▶ **Texto de origen**
Bertolucci, el inconforme
Ernesto Diezmartínez
Pocos cineastas como Bernardo Bertolucci (Parma, 1941-Roma, 2018) cumplen el conocido apotegma popular que afirma que “infancia es destino”. Nacido en un pequeño pueblo en las afueras de Parma, Bertolucci tuvo una niñez que él mismo calificó años después como idílica. Hijo de Attilio Bertolucci, un acomodado y prestigiado intelectual que además era poeta, daba cátedra de historia del arte y escribía críticas de cine, el pequeño Bernardo creció rodeado de libros –en especial de poesía– en una casa amplia, con criados serviciales y padres comprensivos.

▶ **Registros proporcionados**
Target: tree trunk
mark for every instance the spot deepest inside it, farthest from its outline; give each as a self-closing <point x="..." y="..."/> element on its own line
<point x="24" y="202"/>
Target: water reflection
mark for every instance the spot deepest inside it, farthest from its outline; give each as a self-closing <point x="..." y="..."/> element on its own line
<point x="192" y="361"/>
==
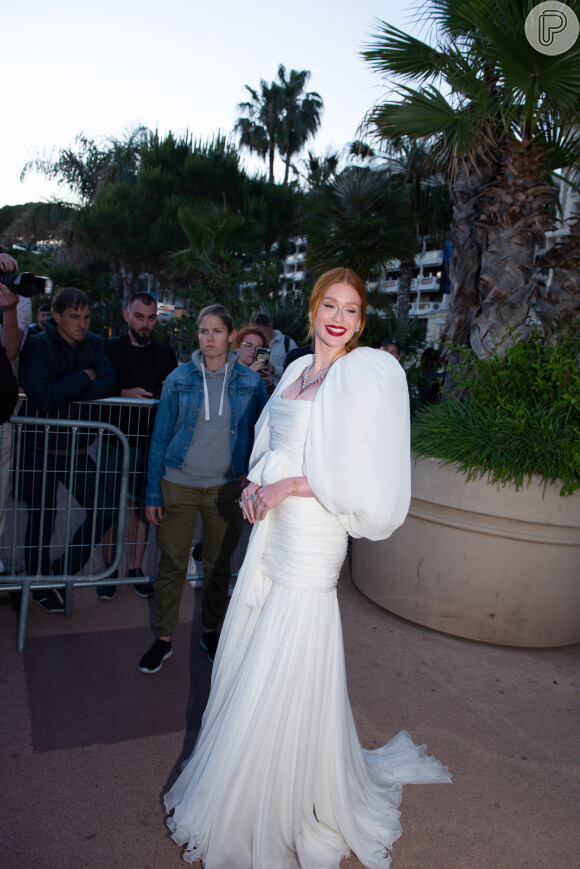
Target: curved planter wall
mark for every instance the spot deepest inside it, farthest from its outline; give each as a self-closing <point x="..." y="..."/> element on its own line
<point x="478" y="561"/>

▶ **Tarea asignada**
Prosigue el texto sobre Bernardo Bertolucci justo después de su última oración.

▶ **Respuesta escrita**
A los doce años, el precoz Bernardo ya publicaba sus primeros poemas y un año después, a los trece, decidió que se iba a dedicar al cine. Attilio premió el talento de su hijo mayor regalándole una cámara de 16 mm al graduarse de la preparatoria, con la cual el inquieto adolescente realizó su primera película, un corto protagonizado por su hermano menor Giuseppe.
Poco después, la familia se mudó a Roma, en donde Bernardo entró a estudiar literatura y en donde conoció a su primera gran influencia, Pier Paolo Pasolini, a quien Don Attilio conocía muy bien, pues había logrado la publicación de una de sus novelas, Muchachos de la calle (1955). Pasolini pagó el favor a Don Attilio, tomando al joven Bernardo bajo su protección, empujándolo a publicar su primera colección de poemas, En busca del misterio (1962), e invitándolo a fungir como su asistente de dirección en Accatone (1962), su notable opera prima.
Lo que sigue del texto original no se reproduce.